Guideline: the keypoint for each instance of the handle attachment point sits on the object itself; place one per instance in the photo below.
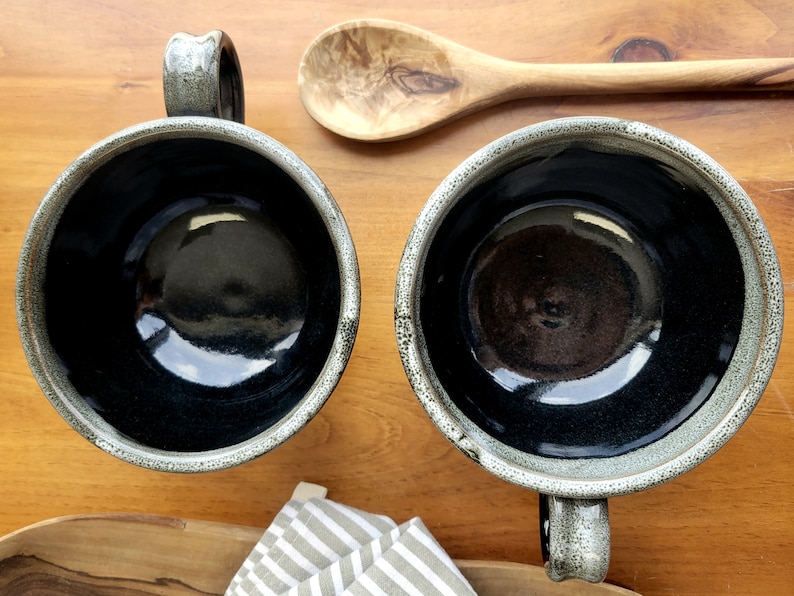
(202, 77)
(575, 538)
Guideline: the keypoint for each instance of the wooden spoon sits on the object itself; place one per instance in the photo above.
(377, 80)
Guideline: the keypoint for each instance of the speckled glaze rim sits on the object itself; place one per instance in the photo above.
(30, 296)
(735, 396)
_____
◆ EXERCISE INSTRUCTIONS
Starting at the line that contains "Guideline: the keypoint for each instance of the wooden" and running through the last line of the entries, lay out those lines as a numbered list, leaving out any blank lines.

◆ RESPONSE TO THE TASK
1. Guideline: the keypoint for each instance of the wooden spoon sits on the object itself; place one per instance in the photo above.
2. (377, 80)
3. Guideline: the keypoint for each instance of the speckled glaze rim sits on the object itself; place one per instance in the photo above.
4. (30, 296)
5. (735, 396)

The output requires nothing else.